» **Dataset entries**
>>>>>

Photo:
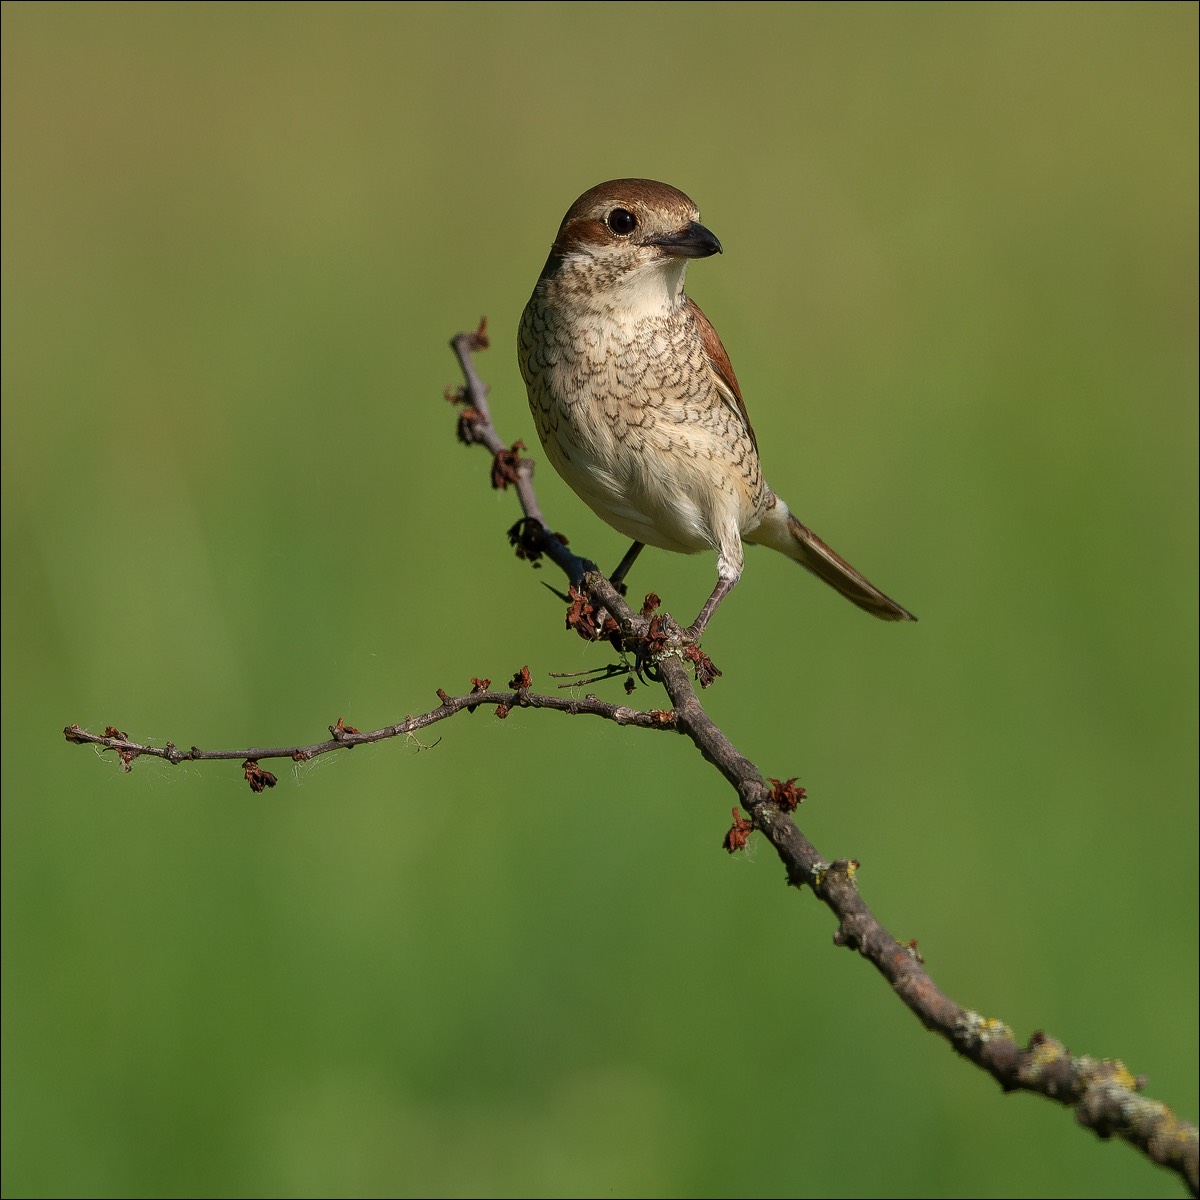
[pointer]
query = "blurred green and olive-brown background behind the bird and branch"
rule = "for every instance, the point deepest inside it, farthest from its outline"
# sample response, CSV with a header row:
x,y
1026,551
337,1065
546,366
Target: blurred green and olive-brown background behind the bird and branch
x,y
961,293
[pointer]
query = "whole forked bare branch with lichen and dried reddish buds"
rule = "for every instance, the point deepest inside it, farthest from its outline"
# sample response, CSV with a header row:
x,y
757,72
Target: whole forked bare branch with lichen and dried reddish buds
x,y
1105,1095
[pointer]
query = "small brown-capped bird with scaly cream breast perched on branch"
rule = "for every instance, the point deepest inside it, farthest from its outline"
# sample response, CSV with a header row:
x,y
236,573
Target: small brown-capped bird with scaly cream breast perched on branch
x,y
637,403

<<<<<

» **Assignment**
Could you retype all the entries above exactly, without the pictures?

» **Response below**
Photo:
[pointer]
query = "blurred green and olive-brown background behind the bird and branch"
rule = "for every instance, the point deepest inside it, farthest from its outline"
# sample response, CSV with a header row:
x,y
1026,551
337,1065
546,366
Target: blurred green and olive-brown background behind the bird and branch
x,y
961,293
[pointer]
query = "whole forked bare branch with lichen and dried reddish buds"
rule = "for every instance, the point deepest inside it, farthest from its outline"
# sample response, CSV with a header row:
x,y
757,72
Target: whole forked bare branch with lichen and dried reddish buds
x,y
1105,1095
[pointer]
query = "small brown-capped bird with scaly cream breast perched on branch"
rule = "for every instance, the point deepest inside it, farthest from its outline"
# sample response, CSV with a header row:
x,y
236,573
Target: small brown-capped bird with scaly cream breast perched on branch
x,y
637,403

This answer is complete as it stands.